[DIRECTION]
Reproduce the court opinion text below word for word, from "Bills of Particulars" up to and including "bill of particulars.".

[TEXT EXCERPT]

■ ■ ■ ■ ■ ■ ■

The Government's contention that all of the charged crimes were part of a larger common scheme makes it clear that there is a "substantial identity of facts or participants" with respect to the charges as a whole, in light of which joinder was permissible under Rule 8(b). Trying them together will permit the jury to see the "full picture" of BLMIS's illegal operations and the Defendants' alleged involvement in the same. United States v. Zafiro , 945 F.2d 881, 886 (7th Cir. 1991). The risk of spillover prejudice does not warrant severing these charges pursuant to Rule 14, as the Court finds that proper limiting instructions and carefully tailored verdict sheets will provide appropriate protection against any potential for confusion or prejudice. "To the extent that certain evidence will not be admissible against [one of the Defendants], or admissible against him [or her] for only a limited purpos[e], the Court is satisfied that curative and limiting instructions to the jury will negate any prejudice." See United States v. Johnson, No. S2 10 Cr. 431(CM), 2013 WL 150104, at *3 (S.D.N.Y. Jan. 10, 2013) (citing United States v. Potamitis , 739 F.2d 784, 790 (2d Cir.1984)). Therefore, Defendants Bonventre, Bongiorno and Crupi's motions for severance of charges are denied.

Bills of Particulars Requests

Each of the five Defendants also moves for a bill of particulars setting forth the identification of specific documents that the Government intends to rely on to prove its case-in-chief against that particular defendant, and the specification of certain of the Government's legal theories. Federal Rule of Criminal Procedure 7(f) authorizes the Court to order the provision of a bill of particulars.

"The standard for determining whether a bill of particulars is appropriate is based on necessity." United States v. Mandell , 710 F.Supp.2d 368, 384 (S.D.N.Y. 2010). "A bill of particulars is required only where the charges of the indictment are so general that they do not advise the defendant of the specific acts of which he is accused" and it "is not necessary where the government has made sufficient disclosures concerning its evidence and witnesses by other means." United States v. Walsh , 194 F.3d 37, 47 (2d Cir. 1999) (quotations omitted). "The purpose of a bill of particulars is to supplement the allegations in the indictment when necessary to (1) enable the defendant to prepare his defense, (2) avoid unfair surprise to the defendant at trial, and (3) preclude a second prosecution of the same offense." Mandell , 710 F.Supp.2d at 384 (internal quotation marks and citation omitted); see also United States v. Bortnovsky , 820 F.2d 572, 574 (2d Cir. 1987). "A bill of particulars is not a discovery device and should not function to disclose evidence, witnesses, and legal theories to be offered by the Government at trial or as a general investigative tool for the defense." Mandell , 710 F.Supp.2d at 384 (citation omitted). "[R]equests for a bill of particulars should not be granted where the consequence would be to restrict unduly the Government's ability to present its case." United States v. Feola , 651 F.Supp. 1068, 1132 (S.D.N.Y. 1987).

■ ■ ■ ■ ■ ■ ■

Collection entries
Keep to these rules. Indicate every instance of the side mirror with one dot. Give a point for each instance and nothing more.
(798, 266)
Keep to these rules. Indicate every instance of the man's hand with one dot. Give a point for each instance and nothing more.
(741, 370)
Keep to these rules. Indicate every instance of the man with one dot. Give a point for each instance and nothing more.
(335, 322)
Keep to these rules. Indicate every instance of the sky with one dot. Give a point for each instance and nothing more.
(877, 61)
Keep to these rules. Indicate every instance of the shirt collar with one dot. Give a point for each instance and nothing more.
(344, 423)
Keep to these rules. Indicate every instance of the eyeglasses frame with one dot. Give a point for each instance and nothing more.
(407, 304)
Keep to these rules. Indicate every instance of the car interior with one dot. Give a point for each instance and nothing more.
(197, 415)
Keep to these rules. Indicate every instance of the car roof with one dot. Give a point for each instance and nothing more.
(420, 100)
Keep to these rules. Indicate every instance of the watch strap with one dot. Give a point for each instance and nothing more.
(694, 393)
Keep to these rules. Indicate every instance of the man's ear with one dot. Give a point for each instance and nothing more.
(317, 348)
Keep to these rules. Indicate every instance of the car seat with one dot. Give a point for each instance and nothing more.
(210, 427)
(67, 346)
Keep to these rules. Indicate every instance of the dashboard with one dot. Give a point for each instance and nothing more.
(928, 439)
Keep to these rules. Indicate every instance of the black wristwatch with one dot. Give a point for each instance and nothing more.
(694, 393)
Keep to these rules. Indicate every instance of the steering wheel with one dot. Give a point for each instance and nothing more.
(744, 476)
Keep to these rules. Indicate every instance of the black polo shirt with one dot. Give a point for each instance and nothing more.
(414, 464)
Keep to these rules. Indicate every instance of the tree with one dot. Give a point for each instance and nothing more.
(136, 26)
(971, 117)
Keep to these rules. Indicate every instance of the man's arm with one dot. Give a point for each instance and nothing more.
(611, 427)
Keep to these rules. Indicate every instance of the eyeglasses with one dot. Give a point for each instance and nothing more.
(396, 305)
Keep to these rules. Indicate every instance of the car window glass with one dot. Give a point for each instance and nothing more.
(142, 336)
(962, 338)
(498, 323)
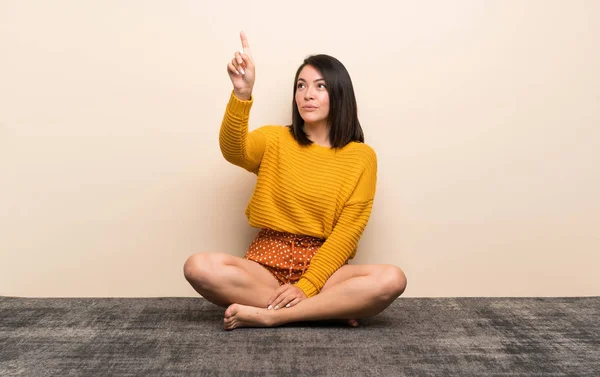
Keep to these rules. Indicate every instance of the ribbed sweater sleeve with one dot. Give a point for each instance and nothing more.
(238, 146)
(343, 240)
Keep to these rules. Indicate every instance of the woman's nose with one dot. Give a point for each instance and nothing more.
(308, 94)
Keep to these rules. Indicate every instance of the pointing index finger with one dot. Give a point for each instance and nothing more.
(245, 44)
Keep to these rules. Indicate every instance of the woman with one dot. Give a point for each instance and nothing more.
(313, 198)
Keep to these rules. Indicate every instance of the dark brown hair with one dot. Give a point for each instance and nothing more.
(343, 112)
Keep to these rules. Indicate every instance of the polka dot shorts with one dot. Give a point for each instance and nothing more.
(285, 255)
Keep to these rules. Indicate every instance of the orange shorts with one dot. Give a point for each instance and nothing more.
(285, 255)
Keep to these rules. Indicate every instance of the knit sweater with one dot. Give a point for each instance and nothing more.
(307, 190)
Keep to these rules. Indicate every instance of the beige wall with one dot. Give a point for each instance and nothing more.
(485, 116)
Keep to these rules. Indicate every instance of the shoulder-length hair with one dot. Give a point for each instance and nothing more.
(343, 112)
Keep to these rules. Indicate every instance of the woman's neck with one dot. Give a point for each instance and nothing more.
(318, 133)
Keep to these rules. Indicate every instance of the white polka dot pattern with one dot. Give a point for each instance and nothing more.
(285, 255)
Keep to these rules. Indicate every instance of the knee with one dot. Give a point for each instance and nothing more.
(198, 267)
(393, 282)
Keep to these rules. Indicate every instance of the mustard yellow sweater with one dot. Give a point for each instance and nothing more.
(308, 190)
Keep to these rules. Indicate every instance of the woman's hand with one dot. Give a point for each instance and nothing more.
(286, 296)
(241, 71)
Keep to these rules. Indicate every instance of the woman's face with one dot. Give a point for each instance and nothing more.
(312, 97)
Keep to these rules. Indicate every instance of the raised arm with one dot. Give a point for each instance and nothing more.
(237, 145)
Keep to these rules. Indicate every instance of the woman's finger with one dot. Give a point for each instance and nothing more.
(239, 63)
(245, 44)
(292, 303)
(283, 300)
(247, 61)
(231, 68)
(238, 58)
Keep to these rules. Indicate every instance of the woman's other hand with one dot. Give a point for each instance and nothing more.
(241, 71)
(286, 296)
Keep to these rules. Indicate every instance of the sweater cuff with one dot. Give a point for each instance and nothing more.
(307, 287)
(238, 107)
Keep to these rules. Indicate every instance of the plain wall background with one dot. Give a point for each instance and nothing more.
(485, 116)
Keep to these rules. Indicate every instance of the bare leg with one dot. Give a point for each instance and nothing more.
(369, 290)
(224, 279)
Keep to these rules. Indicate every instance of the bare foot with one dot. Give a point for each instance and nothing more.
(238, 315)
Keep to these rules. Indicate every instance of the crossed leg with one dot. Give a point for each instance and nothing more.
(352, 292)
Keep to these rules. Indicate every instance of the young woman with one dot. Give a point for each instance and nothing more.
(312, 200)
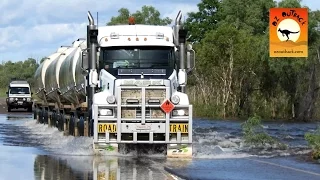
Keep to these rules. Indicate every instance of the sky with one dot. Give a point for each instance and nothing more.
(36, 28)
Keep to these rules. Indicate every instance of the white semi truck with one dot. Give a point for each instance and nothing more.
(122, 85)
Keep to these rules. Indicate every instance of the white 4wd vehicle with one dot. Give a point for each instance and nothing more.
(19, 96)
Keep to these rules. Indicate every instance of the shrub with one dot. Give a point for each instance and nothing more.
(254, 134)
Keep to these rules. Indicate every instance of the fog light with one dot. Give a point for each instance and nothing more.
(111, 99)
(105, 112)
(175, 99)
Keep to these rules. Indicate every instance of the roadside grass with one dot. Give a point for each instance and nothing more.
(313, 140)
(255, 135)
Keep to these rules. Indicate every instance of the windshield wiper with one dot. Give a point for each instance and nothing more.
(126, 66)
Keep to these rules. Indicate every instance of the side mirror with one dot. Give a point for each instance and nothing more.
(191, 59)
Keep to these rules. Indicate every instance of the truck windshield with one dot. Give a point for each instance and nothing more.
(19, 90)
(137, 57)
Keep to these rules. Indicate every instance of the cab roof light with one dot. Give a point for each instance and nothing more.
(160, 35)
(113, 35)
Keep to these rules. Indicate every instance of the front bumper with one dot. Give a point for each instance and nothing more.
(114, 129)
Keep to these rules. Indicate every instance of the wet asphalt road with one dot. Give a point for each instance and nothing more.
(33, 151)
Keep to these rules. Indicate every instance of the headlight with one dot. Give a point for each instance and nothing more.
(175, 99)
(105, 112)
(111, 99)
(179, 112)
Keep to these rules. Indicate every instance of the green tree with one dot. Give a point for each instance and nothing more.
(148, 15)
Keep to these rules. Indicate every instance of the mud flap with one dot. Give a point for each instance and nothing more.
(103, 149)
(106, 168)
(179, 150)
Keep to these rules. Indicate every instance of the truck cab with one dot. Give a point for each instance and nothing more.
(19, 96)
(141, 96)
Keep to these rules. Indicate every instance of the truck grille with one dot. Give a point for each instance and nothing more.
(131, 96)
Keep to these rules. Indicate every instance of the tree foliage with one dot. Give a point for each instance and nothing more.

■ ■ ■ ■ ■ ■ ■

[EXERCISE SOLUTION]
Bills of Particulars Requests

Each of the five Defendants also moves for a bill of particulars setting forth the identification of specific documents that the Government intends to rely on to prove its case-in-chief against that particular defendant, and the specification of certain of the Government's legal theories. Federal Rule of Criminal Procedure 7(f) authorizes the Court to order the provision of a bill of particulars.